*** Data for analysis Section Begins ***
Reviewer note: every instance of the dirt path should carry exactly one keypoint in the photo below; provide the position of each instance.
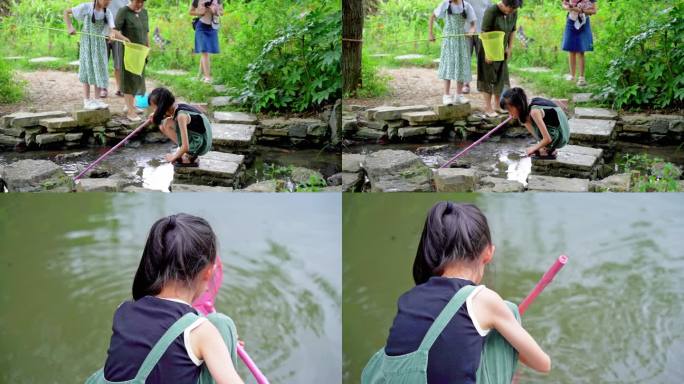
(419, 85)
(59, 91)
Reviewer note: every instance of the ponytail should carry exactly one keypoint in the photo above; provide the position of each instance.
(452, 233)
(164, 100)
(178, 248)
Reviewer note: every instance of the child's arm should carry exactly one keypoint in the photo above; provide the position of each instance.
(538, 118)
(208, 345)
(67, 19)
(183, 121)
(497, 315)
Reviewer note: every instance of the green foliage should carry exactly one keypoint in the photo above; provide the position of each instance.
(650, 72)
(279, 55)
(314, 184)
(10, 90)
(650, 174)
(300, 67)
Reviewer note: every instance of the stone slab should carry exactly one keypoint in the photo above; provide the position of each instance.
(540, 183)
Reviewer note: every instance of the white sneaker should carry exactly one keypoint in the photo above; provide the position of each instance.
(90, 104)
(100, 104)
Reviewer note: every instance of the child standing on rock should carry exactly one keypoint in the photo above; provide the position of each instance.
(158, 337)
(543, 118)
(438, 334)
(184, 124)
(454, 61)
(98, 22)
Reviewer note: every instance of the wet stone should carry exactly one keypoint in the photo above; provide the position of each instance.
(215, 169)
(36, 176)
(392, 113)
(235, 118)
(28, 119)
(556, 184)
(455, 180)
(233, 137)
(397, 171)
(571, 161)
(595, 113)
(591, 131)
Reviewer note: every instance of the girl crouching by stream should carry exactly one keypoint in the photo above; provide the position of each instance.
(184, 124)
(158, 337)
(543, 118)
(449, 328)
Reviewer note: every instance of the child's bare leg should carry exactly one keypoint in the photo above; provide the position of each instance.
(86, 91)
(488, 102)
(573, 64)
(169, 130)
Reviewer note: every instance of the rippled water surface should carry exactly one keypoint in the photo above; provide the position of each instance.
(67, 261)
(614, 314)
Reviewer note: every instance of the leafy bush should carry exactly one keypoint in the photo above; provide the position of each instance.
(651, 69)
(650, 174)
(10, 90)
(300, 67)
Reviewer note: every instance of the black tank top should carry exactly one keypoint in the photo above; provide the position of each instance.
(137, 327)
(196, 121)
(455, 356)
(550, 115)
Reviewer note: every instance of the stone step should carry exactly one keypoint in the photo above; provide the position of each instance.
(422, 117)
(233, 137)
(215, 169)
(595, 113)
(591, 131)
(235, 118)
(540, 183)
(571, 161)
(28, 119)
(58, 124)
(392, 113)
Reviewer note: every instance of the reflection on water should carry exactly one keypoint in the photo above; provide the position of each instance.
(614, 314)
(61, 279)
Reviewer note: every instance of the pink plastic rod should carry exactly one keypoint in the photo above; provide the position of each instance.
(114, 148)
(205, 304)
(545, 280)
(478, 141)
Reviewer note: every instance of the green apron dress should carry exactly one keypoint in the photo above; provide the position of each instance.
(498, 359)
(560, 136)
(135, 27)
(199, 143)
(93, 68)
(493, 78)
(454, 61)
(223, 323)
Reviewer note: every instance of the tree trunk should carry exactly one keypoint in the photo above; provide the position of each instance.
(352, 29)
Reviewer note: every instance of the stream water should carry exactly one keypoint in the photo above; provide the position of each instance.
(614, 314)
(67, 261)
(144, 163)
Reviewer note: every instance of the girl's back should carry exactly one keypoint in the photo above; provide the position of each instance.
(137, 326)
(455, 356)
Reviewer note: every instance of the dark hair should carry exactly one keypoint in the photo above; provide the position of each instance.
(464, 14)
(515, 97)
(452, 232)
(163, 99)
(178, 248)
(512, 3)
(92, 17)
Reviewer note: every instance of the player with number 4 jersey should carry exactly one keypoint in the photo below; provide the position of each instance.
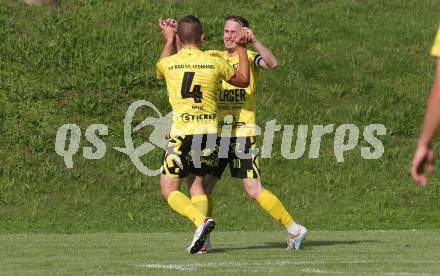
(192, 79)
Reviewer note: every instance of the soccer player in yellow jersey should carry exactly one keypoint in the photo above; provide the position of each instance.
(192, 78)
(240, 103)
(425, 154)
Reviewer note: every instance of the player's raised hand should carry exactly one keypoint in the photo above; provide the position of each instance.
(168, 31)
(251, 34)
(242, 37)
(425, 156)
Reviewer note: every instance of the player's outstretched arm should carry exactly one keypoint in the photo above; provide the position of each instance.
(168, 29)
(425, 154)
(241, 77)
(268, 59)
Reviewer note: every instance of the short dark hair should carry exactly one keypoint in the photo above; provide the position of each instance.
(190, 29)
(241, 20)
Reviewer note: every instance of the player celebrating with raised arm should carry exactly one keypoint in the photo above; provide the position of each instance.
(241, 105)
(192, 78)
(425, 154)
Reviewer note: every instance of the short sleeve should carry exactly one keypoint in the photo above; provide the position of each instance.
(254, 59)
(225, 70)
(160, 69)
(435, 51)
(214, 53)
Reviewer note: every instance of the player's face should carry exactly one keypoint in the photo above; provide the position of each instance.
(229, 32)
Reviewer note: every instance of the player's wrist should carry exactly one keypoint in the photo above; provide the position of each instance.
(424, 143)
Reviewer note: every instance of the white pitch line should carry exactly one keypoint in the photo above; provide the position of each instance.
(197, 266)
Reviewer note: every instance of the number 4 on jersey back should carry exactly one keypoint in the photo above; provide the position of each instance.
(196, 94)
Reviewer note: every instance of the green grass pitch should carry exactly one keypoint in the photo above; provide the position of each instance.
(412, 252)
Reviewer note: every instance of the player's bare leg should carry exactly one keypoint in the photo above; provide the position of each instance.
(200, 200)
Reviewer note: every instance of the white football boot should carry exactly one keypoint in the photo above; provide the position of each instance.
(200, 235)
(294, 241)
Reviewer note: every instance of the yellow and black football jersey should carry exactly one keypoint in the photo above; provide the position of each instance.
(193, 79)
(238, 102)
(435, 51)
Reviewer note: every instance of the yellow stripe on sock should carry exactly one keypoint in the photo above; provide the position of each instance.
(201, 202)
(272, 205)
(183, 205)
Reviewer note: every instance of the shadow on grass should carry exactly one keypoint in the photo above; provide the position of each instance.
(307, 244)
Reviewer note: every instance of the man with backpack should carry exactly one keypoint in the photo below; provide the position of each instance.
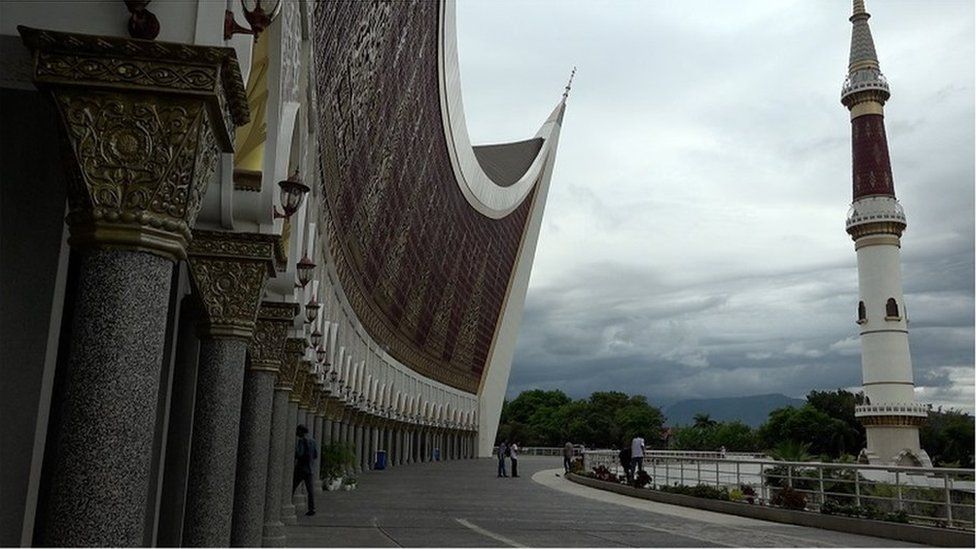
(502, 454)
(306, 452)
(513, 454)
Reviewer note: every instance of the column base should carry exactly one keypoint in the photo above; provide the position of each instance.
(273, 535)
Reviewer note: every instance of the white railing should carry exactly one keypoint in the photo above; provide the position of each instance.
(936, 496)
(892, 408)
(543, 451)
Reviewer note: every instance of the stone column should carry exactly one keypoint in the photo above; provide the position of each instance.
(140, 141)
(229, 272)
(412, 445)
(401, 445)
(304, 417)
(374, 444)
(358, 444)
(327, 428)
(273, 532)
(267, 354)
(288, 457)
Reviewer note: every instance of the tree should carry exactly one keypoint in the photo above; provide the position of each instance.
*** Data for analysis Section Ends ***
Exercise aim: Every line from the one containing "Reviewer note: every instance of the player's bare" through the last line of the data, both included, is to be repeated exactly; the pictures are to be left out.

Output for this exercise:
Reviewer note: every instance of the player's bare leg should carry exactly one keypoint in the photo above; provide the position of each instance.
(200, 200)
Reviewer note: every instance of the white football boot should carry exactly one keypoint in the photo above; provide the position of each instance.
(200, 235)
(294, 241)
Reviewer note: every instance of the yellow and black football jersey should carry exactly one keypoint in the photo above; provide the position of each instance.
(193, 79)
(238, 102)
(435, 51)
Reviewer note: every instance of the yellow stripe on sock should carry exactly one keypoint in the photo above; provide the position of each instance.
(201, 202)
(272, 205)
(183, 205)
Reviewer note: every instance of the shadow on grass should carry exactly one keypoint in the photo above; provide the position of each instance.
(307, 244)
Reviewer note: every instance of the man with backpack should carry exactly one keypoint in the photo below; provide the position of each instance.
(502, 454)
(306, 452)
(513, 454)
Reviewer note: every instance of the column base should carry exactly one keypoint in the photo above; provide the position of each instance.
(273, 535)
Reviewer note: every instance of the white railing should carry exactly one keypoint in the photo above; provide the position of each instance.
(936, 496)
(892, 408)
(543, 451)
Reviewer note: every instance of the stone column should carry exactly one keypoint in the photo above; provide the position of each instance.
(140, 141)
(229, 272)
(412, 445)
(401, 445)
(304, 417)
(374, 444)
(358, 444)
(327, 428)
(273, 532)
(267, 354)
(288, 457)
Reviewer note: every instance of the tree should carry exactly one keypoint in the photo above; provide the position of each instance.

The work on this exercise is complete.